▶ _記事本文_
==*==
記者会見する東京電力柏崎刈羽原発の稲垣武之所長=29日午前、新潟県刈羽村

 東京電力柏崎刈羽原発6号機(新潟県)で再稼働直後に制御棒に関する警報が鳴り原子炉を停止させた問題について、稲垣武之所長は29日の定例記者会見で「(トラブルの原因が)一定程度見えてきた。原子炉の再起動はそんなに遠くはないが、何月何日とは言えない」と述べた。営業運転移行日など今後の工程は「調査結果が出てからとなるが、状況を踏まえて見直していきたい」とした。

 制御棒は燃料の核分裂反応を調節する重要設備。稲垣所長はトラブルの原因について「電流の周波数を変える部品『インバーター』と制御棒を動かす機械の組み合わせ設定で問題が起きたと推定している」と説明。メーカーの工場で確認作業を続けているとした。

 東電によると、6号機は21日夜に原子炉を起動し再稼働した。約5時間半後の22日未明、制御棒の操作監視系の異常を知らせる警報が作動。制御棒を操作する盤のインバーターが原因とみて予備品と交換したが、状況が改善せず、23日未明に原子炉を止めた。

 東電の原発再稼働は、2011年3月に福島第1原発事故を起こして以来初めて。
==*==
▶ _データ_
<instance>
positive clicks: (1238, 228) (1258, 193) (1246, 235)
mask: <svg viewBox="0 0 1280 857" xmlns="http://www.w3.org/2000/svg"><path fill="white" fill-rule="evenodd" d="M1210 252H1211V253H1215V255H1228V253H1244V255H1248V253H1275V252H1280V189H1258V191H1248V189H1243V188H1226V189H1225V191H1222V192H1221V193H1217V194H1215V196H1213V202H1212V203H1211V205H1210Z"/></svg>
==*==
▶ _課題 A_
記事の「記者会見する東京電力柏崎刈羽原発の稲垣武之所長=29日午前、新潟県刈羽村」から「て見直していきたい」とした。」までを、一字も変えずに書き写す。
▶ _課題 B_
6号機の原子炉起動から停止までの経緯について、記事に出てくる日時をすべて挙げる。
記事だけを根拠にして答える。

▶ _解答 A_
記者会見する東京電力柏崎刈羽原発の稲垣武之所長=29日午前、新潟県刈羽村

 東京電力柏崎刈羽原発6号機(新潟県)で再稼働直後に制御棒に関する警報が鳴り原子炉を停止させた問題について、稲垣武之所長は29日の定例記者会見で「(トラブルの原因が)一定程度見えてきた。原子炉の再起動はそんなに遠くはないが、何月何日とは言えない」と述べた。営業運転移行日など今後の工程は「調査結果が出てからとなるが、状況を踏まえて見直していきたい」とした。

▶ _解答 B_
21日夜、22日未明、23日未明